◆ **Page excerpt**

Cameraman poses a question to Chad Hurley, 29, and Steve Chen, 27, that goes unanswered: "What does (the deal) mean for the user community?"

That's what thousands of YouTubers are wondering. Will YouTube 2.0 still have room for the bedroom video makers that created the site's billion-dollar identity? Or will the little guy be crowded out by advertising and corporate involvement?

"We could have never built this without the community. That is what we're fiercely protecting," Julie Supan, the senior director of marketing at YouTube, said Wednesday. The YouTube community is also very protective -- including Richard Stern, better known as LazyDork, a rapping, dancing, opinion-spewing defender of the site's grass-roots nature.

"The Wild West feel of YouTube is already slipping away, and within a few weeks it likely will be gone altogether," says Stern. YouTube isn't as lawless as the old West, but it has served as the gateway to a new online frontier. Since its start in February 2005, YouTube has become the pre-eminent site for internet video, drawing a worldwide audience of 72.1 million in August.

After reading this type of thing in many places around the web, I have to ask these people so concerned about YouTube. What is it about YouTube you have personally paid for? How this much bandwidth was paid for at all still amazes me, not to mention the machines and infrastructure YouTube is riding on. Oh that's right I forget, everything on the internet is supposed to be free!

Since it was the `people' that made YouTube, why aren't they being paid billions?" wrote a user named winofiend. This is just too funny!

Location annotation dataset excerpts:

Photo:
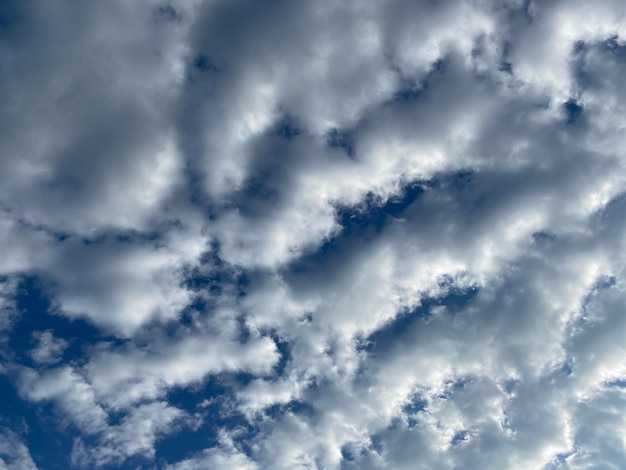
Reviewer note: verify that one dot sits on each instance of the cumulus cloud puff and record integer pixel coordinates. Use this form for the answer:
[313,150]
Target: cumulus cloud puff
[335,234]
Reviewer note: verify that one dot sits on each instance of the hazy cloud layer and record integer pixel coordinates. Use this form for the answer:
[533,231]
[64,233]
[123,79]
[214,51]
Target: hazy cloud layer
[337,235]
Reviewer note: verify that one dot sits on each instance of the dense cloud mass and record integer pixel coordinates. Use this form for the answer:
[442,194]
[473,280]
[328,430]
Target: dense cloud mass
[270,234]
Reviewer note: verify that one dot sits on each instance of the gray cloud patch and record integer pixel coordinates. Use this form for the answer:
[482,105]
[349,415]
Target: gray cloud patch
[334,235]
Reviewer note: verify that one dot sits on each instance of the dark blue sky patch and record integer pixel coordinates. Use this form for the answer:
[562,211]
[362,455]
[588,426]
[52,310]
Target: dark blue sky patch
[573,111]
[217,412]
[343,139]
[38,427]
[459,437]
[36,314]
[169,13]
[617,383]
[286,128]
[455,300]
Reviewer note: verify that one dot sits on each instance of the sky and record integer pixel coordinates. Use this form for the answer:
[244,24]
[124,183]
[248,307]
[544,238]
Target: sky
[334,235]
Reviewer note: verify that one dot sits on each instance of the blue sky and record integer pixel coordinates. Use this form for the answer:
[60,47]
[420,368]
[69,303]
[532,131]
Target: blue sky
[312,235]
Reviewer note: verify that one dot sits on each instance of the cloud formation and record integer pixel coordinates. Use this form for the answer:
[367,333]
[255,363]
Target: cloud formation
[334,235]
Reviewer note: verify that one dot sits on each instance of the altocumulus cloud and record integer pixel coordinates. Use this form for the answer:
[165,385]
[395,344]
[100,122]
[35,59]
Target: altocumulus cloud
[268,234]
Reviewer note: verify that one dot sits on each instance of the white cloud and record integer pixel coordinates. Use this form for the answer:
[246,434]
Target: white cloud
[218,187]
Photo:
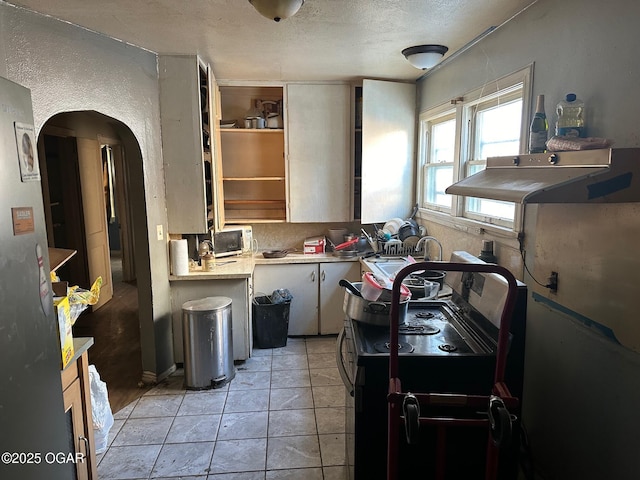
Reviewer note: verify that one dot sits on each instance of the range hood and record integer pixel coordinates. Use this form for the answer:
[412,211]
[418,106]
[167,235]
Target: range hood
[588,176]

◆ **Work required**
Rewrite the passage of the YouTube text starting at "After reading this" and ending at "just too funny!", replacing "bandwidth" with "server capacity". The records aren't required for any of this work.

◆ **Result**
After reading this type of thing in many places around the web, I have to ask these people so concerned about YouTube. What is it about YouTube you have personally paid for? How this much server capacity was paid for at all still amazes me, not to mention the machines and infrastructure YouTube is riding on. Oh that's right I forget, everything on the internet is supposed to be free!

Since it was the `people' that made YouTube, why aren't they being paid billions?" wrote a user named winofiend. This is just too funny!